- [TASK DESCRIPTION]: Every single entry that follows must be copied exactly.
─── ENTRIES SHOWN
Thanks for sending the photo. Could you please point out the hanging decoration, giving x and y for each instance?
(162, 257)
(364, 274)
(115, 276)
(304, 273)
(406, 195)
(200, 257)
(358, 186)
──────
- [WRITTEN RESPONSE]:
Thanks for sending the photo. Could you please point out the hanging decoration, giving x and y for each instance?
(162, 257)
(364, 274)
(115, 276)
(304, 273)
(406, 195)
(200, 257)
(358, 186)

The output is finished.